— BEGIN Excerpted passage —

Much of the credit goes to UC San Diego, whose visual arts department was founded in the late 1960s as a conceptual enterprise in itself and emerged over subsequent decades as a haven for experimentation, interdisciplinary practice and impassioned irreverence. Unfortunately, a thorough history of the department and its broad impact has not yet been written; a show at Cardwell Jimmerson Contemporary Art serves as a compelling proposal for just such a text.
“San Diego and the Origins of Conceptual Art in California” feels like the outline for an introduction, notes toward a thesis. The show identifies a dozen central players in the evolution of a local scene — not just at UCSD but also elsewhere in San Diego — with international scope.
Eleanor Antin’s brilliant “100 Boots” (1971-73) starts the show off with a bang of humor and pathos. The legendary series of 51 photographic postcards (shot by another participant in the show, Phel Steinmetz) tracks the exploits of a troop of surrogate Everymen, following the empty boots as they seek work and wander the streets, ever in search of a place and some meaning. An excerpted sequence of eight postcards aptly represents the work’s unprepossessing power.
The Southern California strain of Conceptualism tended to be juicier than its East Coast counterpart — socially engaged but also funny, intellectual as well as amusing. Antin is a prime example, as is John Baldessari, who grew up in San Diego and was one of the founding faculty members at UCSD before heading north to CalArts in 1970. A pithy little sticker by Baldessari, made in collaboration with George Nicolaides, hangs in the show, as well as a small abstract painting from 1966, minor in itself but notable as a survivor of Baldessari’s publicly announced “cremation” of his own work dating from 1953 through early 1966.
Baldessari took the so-called de-materialization of the art object to its fatal extreme in that 1970 bonfire, but others of that time and place nudged the process along as well. In a recorded 1966 lecture, Allan Kaprow (at UCSD, 1974-93) issued directives on “How to Make a Happening.” He starts out by admonishing artists not to make a painting, not to make poetry and not to write plays, but to make something new that doesn’t remind you of culture as you know it, something that arises from the real world and happens in natural time.

— END Excerpted passage —

◆ Work to do
**A)** In the review of San Diego's early conceptual art, how many photographic postcards make up Eleanor Antin's "100 Boots"?
**B)** Select each line of the records that contains the word "window", counting only matches with the same case.

— BEGIN Raw records —

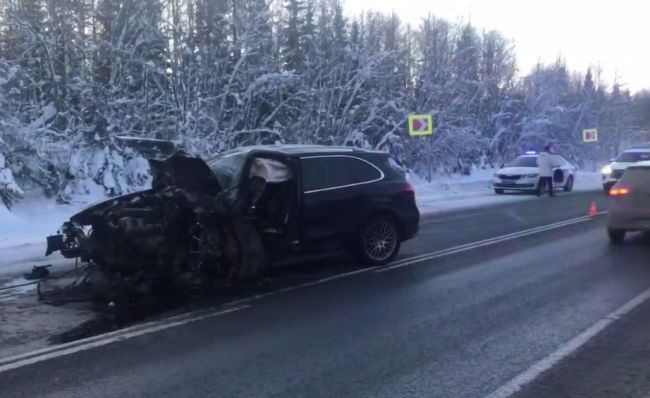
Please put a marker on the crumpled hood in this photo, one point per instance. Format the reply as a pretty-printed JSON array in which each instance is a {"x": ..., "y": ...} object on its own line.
[
  {"x": 178, "y": 171},
  {"x": 184, "y": 172},
  {"x": 518, "y": 170}
]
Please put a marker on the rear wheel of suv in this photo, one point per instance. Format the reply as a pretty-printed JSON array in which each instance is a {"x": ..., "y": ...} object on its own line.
[
  {"x": 379, "y": 240},
  {"x": 616, "y": 236},
  {"x": 568, "y": 187}
]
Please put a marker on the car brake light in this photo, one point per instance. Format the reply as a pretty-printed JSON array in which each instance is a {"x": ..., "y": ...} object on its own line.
[{"x": 619, "y": 192}]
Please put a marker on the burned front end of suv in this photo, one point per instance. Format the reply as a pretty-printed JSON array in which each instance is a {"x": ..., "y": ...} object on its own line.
[{"x": 184, "y": 231}]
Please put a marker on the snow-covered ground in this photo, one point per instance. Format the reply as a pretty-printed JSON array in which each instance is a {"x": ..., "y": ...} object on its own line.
[
  {"x": 23, "y": 230},
  {"x": 27, "y": 324},
  {"x": 448, "y": 193}
]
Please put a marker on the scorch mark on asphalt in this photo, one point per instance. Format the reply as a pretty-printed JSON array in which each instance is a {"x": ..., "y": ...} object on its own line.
[{"x": 53, "y": 352}]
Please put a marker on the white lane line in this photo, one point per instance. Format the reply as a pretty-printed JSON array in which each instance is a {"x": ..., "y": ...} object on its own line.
[
  {"x": 474, "y": 245},
  {"x": 30, "y": 358},
  {"x": 36, "y": 356},
  {"x": 432, "y": 220},
  {"x": 546, "y": 363}
]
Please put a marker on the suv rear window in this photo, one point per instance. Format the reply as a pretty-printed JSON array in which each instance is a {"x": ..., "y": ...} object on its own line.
[
  {"x": 633, "y": 157},
  {"x": 329, "y": 172}
]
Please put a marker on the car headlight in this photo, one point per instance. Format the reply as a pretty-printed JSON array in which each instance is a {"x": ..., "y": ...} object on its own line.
[{"x": 606, "y": 170}]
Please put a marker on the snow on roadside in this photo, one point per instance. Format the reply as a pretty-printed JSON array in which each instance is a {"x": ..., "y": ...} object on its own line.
[
  {"x": 24, "y": 229},
  {"x": 449, "y": 193}
]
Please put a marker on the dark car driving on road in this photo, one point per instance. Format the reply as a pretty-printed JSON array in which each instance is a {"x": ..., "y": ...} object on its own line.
[{"x": 242, "y": 211}]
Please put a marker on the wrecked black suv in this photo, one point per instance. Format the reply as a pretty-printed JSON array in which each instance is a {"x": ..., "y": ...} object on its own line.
[{"x": 231, "y": 216}]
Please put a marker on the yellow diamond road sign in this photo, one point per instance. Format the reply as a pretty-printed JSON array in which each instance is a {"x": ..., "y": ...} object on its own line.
[
  {"x": 590, "y": 135},
  {"x": 420, "y": 125}
]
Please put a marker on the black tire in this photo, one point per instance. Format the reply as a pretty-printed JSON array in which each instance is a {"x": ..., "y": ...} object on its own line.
[
  {"x": 568, "y": 187},
  {"x": 616, "y": 236},
  {"x": 379, "y": 240}
]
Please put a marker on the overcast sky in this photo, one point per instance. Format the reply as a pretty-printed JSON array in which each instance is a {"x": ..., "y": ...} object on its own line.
[{"x": 612, "y": 33}]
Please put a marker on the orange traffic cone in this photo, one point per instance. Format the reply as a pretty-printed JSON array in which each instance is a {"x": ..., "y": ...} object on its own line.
[{"x": 593, "y": 212}]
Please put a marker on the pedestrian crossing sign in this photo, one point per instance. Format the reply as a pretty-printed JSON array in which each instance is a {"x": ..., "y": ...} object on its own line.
[
  {"x": 590, "y": 135},
  {"x": 420, "y": 125}
]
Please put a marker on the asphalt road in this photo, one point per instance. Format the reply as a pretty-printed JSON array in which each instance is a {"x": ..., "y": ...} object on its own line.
[{"x": 458, "y": 325}]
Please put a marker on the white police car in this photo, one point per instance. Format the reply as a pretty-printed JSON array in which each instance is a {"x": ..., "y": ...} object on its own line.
[
  {"x": 522, "y": 174},
  {"x": 614, "y": 171}
]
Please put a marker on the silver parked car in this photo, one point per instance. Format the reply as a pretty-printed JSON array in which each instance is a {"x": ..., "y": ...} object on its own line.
[
  {"x": 522, "y": 174},
  {"x": 629, "y": 203}
]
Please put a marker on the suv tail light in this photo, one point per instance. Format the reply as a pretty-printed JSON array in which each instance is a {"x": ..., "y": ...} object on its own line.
[{"x": 618, "y": 192}]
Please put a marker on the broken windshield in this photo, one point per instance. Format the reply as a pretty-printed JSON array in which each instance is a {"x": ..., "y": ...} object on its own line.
[{"x": 228, "y": 169}]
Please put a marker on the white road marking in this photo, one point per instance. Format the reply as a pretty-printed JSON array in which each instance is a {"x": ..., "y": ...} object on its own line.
[
  {"x": 474, "y": 245},
  {"x": 30, "y": 358},
  {"x": 539, "y": 367},
  {"x": 433, "y": 220},
  {"x": 52, "y": 352}
]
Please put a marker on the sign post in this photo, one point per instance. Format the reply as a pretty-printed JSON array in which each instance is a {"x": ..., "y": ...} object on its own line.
[
  {"x": 590, "y": 135},
  {"x": 422, "y": 126}
]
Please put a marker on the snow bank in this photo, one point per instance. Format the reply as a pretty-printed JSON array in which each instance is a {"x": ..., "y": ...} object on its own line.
[{"x": 455, "y": 192}]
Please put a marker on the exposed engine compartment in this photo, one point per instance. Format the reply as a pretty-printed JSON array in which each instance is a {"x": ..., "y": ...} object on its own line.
[{"x": 184, "y": 231}]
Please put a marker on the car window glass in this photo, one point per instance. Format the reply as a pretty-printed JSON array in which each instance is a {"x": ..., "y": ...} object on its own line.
[
  {"x": 362, "y": 171},
  {"x": 633, "y": 156},
  {"x": 524, "y": 161},
  {"x": 335, "y": 171}
]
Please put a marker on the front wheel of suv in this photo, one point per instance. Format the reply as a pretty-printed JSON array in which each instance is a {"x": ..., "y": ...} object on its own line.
[{"x": 379, "y": 240}]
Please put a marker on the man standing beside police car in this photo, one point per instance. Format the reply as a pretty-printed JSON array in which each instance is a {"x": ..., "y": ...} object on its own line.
[{"x": 546, "y": 162}]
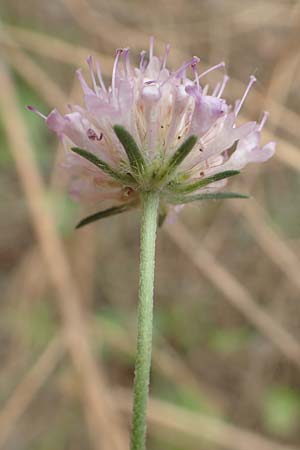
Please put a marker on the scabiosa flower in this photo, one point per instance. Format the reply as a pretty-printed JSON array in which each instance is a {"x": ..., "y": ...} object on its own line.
[{"x": 154, "y": 129}]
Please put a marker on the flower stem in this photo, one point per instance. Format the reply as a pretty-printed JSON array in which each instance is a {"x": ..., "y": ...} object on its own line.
[{"x": 150, "y": 202}]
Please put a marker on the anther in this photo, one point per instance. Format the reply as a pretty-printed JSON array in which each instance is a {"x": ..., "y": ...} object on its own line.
[{"x": 91, "y": 134}]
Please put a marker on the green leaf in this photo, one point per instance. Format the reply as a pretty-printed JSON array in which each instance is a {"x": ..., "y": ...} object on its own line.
[
  {"x": 134, "y": 154},
  {"x": 186, "y": 188},
  {"x": 101, "y": 165},
  {"x": 180, "y": 154},
  {"x": 106, "y": 213},
  {"x": 209, "y": 196},
  {"x": 281, "y": 409}
]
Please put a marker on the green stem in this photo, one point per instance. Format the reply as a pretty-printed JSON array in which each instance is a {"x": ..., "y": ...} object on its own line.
[{"x": 150, "y": 202}]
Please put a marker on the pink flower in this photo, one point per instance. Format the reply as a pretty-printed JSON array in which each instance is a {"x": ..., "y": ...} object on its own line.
[{"x": 184, "y": 139}]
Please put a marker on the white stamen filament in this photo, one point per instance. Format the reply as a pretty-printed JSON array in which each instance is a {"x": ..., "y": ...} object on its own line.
[
  {"x": 99, "y": 75},
  {"x": 167, "y": 51},
  {"x": 263, "y": 120},
  {"x": 214, "y": 93},
  {"x": 90, "y": 63},
  {"x": 114, "y": 73},
  {"x": 223, "y": 85},
  {"x": 33, "y": 109},
  {"x": 151, "y": 46},
  {"x": 143, "y": 54},
  {"x": 217, "y": 66},
  {"x": 240, "y": 103}
]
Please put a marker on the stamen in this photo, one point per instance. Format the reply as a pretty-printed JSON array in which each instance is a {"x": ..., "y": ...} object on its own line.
[
  {"x": 196, "y": 76},
  {"x": 33, "y": 109},
  {"x": 214, "y": 92},
  {"x": 205, "y": 89},
  {"x": 99, "y": 75},
  {"x": 217, "y": 66},
  {"x": 114, "y": 73},
  {"x": 167, "y": 51},
  {"x": 263, "y": 120},
  {"x": 223, "y": 85},
  {"x": 181, "y": 69},
  {"x": 91, "y": 134},
  {"x": 127, "y": 65},
  {"x": 90, "y": 63},
  {"x": 142, "y": 61},
  {"x": 151, "y": 46},
  {"x": 240, "y": 104},
  {"x": 85, "y": 87}
]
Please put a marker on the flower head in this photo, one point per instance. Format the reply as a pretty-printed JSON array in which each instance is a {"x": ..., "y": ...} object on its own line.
[{"x": 153, "y": 129}]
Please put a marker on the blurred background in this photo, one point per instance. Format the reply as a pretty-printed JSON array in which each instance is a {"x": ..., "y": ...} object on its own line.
[{"x": 226, "y": 361}]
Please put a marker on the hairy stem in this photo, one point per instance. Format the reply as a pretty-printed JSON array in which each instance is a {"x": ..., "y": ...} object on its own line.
[{"x": 150, "y": 201}]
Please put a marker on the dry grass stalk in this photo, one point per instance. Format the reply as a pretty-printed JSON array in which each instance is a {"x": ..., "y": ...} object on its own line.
[
  {"x": 29, "y": 387},
  {"x": 234, "y": 292}
]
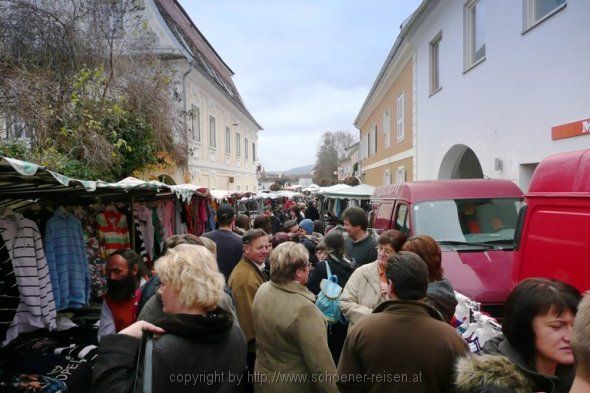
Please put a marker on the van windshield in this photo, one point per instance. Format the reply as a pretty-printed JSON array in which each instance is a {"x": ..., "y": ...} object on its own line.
[{"x": 468, "y": 220}]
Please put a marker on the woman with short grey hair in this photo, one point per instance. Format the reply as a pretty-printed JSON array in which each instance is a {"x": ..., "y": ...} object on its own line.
[{"x": 290, "y": 330}]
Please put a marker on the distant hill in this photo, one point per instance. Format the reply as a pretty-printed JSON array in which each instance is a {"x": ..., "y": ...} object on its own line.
[{"x": 301, "y": 170}]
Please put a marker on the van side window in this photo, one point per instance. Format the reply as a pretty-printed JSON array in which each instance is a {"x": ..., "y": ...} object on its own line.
[{"x": 401, "y": 218}]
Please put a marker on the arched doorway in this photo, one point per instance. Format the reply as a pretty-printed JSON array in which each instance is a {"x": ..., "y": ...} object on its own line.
[{"x": 460, "y": 162}]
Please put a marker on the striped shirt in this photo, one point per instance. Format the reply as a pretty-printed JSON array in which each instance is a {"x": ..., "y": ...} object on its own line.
[
  {"x": 25, "y": 248},
  {"x": 9, "y": 295},
  {"x": 112, "y": 231},
  {"x": 67, "y": 260}
]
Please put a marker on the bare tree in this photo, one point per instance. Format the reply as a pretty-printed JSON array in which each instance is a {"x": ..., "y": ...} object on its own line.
[
  {"x": 331, "y": 150},
  {"x": 84, "y": 79}
]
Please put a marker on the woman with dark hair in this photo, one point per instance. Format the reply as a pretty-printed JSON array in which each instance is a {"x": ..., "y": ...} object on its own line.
[
  {"x": 342, "y": 269},
  {"x": 440, "y": 293},
  {"x": 534, "y": 355},
  {"x": 368, "y": 286}
]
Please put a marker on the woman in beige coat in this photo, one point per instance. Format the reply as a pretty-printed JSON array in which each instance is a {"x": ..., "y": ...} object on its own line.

— END Raw records —

◆ Solution list
**A)** 51

**B)**
Please put a marker on the suv rear window in this photo, one point per instance. Format the reply as a pretty-printed JSON array in which each instance is a {"x": ..., "y": ...} object on its own line.
Please put a marker on the car window glass in this photo, one point per instance. Format the reply as a pretty-printed JSON array in which each instance is a {"x": ..., "y": ...} object on its own line.
Please put a marker on the van side window in this photo, one point per instance. Format the reply as a pretty-printed JSON array in which each instance is a {"x": ..., "y": ...} object on its own line.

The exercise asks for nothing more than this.